#### TASK BRIEF:
Starting at the line with "of the standing" and continuing through the final line of the records below, rewrite those lines as a numbered list, leaving out any blank lines.

#### DATA ENTRIES:

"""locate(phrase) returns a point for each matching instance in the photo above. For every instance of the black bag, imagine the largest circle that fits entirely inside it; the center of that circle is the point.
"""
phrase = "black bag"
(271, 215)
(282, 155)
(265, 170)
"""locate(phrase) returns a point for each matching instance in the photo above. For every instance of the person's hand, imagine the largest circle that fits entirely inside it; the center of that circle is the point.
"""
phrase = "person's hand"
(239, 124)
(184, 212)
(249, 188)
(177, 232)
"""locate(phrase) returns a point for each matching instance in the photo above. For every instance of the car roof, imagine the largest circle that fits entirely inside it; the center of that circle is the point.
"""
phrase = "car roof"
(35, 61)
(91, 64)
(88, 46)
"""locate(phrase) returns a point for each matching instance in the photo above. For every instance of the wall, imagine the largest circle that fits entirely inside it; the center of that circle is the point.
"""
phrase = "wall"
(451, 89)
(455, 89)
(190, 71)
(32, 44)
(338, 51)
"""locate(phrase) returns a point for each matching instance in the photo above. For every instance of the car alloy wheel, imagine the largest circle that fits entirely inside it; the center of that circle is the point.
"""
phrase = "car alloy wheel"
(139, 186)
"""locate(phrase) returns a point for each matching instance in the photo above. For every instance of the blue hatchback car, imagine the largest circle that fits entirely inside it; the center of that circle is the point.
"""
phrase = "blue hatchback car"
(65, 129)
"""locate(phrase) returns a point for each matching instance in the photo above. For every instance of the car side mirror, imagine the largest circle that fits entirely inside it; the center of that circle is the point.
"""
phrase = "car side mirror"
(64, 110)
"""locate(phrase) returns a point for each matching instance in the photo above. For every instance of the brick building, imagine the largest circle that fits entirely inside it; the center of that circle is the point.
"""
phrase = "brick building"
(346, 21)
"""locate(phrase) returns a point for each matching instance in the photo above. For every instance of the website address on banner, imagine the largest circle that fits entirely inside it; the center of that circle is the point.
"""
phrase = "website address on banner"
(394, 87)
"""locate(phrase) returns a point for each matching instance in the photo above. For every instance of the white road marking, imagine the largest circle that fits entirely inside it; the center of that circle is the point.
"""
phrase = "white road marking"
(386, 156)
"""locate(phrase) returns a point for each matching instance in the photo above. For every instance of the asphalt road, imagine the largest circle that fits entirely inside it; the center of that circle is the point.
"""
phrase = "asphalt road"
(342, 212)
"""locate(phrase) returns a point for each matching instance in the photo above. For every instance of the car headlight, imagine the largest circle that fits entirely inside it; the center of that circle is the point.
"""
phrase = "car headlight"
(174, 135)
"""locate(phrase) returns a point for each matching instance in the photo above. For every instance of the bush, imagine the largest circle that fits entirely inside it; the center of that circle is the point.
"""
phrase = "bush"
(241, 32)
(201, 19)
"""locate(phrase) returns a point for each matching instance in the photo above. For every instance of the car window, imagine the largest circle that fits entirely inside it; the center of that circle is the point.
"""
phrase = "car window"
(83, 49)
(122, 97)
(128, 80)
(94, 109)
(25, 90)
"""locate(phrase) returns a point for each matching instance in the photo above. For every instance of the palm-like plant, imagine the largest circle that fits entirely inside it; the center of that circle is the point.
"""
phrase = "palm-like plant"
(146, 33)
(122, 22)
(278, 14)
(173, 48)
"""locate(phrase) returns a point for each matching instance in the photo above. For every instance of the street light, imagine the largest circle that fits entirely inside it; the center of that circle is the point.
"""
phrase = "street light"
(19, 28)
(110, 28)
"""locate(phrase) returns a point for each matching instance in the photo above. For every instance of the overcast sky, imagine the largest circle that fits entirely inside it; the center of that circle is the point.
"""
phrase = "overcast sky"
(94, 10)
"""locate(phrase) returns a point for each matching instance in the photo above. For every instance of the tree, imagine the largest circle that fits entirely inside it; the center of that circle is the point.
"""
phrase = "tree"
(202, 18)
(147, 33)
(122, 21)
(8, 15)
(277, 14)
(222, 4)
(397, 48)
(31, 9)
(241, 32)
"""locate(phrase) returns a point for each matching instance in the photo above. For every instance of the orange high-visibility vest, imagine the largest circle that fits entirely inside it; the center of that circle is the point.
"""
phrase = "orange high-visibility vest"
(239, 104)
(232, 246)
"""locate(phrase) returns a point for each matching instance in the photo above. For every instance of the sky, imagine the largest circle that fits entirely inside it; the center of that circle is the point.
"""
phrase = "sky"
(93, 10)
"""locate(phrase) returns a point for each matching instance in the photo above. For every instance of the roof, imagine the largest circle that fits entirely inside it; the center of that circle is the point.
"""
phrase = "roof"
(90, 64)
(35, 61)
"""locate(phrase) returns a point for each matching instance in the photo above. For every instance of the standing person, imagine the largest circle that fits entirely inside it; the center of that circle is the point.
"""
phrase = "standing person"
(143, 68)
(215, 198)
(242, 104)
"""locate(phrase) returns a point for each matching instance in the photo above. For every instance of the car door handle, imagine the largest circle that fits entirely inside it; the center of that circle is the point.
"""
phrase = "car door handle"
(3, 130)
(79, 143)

#### PROBLEM SOLUTION:
1. """locate(phrase) returns a point for each matching instance in the photo above. For every instance of the standing person, imagine the largest circle that fits entirely inside it; the center of that circle is the point.
2. """
3. phrase = "standing person"
4. (143, 68)
5. (215, 198)
6. (242, 104)
7. """locate(phrase) returns a point for each matching instance in the photo above. For every instance of the car door handle, imagine the largest circle that fits entirely inside it; the center of that circle is the point.
8. """
9. phrase = "car door handle"
10. (3, 130)
11. (79, 143)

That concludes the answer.